DIRECTION:
Pull out every line below that contains the string "flag". Only matches with the same uppercase and lowercase letters count.

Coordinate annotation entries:

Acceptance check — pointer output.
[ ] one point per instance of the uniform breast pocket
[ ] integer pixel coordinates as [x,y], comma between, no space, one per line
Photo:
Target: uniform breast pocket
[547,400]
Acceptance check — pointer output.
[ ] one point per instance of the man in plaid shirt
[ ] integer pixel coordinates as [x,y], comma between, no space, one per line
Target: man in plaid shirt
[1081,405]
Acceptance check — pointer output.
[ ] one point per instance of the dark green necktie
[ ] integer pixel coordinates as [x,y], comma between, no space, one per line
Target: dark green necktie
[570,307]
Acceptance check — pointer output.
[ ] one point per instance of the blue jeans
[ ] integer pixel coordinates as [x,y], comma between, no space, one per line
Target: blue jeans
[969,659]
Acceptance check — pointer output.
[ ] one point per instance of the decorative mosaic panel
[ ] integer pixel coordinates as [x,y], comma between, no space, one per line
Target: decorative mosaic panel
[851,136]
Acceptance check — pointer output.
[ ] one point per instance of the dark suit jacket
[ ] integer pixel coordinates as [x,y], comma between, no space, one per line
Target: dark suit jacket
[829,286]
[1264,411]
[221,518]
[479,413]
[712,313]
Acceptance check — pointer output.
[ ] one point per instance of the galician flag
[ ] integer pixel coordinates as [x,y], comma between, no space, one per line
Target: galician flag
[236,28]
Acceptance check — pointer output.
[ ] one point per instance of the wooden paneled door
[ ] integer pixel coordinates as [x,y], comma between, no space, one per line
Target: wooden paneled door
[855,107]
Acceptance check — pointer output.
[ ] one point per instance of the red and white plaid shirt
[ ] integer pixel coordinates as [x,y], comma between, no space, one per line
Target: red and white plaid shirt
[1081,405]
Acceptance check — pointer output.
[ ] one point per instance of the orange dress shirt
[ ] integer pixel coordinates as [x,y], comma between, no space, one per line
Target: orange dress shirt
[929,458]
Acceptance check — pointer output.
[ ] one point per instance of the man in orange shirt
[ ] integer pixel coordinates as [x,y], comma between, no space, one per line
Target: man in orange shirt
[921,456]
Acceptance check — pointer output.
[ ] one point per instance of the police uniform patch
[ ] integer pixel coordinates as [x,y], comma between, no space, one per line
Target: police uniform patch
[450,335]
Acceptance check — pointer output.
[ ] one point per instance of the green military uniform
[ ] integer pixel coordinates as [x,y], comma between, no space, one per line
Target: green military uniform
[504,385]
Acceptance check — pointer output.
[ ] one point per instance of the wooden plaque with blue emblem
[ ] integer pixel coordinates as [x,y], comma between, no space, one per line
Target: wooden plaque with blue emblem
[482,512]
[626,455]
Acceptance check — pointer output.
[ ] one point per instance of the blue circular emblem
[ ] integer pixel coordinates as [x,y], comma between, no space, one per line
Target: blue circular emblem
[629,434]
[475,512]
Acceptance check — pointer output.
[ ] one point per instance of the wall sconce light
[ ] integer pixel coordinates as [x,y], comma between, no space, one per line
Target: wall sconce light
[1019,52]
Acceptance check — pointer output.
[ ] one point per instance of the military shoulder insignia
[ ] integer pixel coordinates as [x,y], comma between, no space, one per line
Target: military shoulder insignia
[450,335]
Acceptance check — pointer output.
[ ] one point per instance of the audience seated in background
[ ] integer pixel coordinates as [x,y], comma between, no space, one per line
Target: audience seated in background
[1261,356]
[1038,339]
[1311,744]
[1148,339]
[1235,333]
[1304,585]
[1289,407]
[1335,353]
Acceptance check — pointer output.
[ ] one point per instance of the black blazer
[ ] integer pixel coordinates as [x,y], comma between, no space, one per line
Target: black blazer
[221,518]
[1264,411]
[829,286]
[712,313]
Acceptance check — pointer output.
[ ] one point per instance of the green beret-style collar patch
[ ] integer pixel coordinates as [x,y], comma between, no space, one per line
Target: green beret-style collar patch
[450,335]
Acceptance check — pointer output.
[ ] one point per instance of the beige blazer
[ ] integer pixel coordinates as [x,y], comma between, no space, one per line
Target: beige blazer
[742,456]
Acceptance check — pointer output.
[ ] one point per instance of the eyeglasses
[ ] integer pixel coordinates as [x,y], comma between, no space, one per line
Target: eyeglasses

WRITTEN REPLY:
[ ] one point per instance of the galician flag
Target: galician flag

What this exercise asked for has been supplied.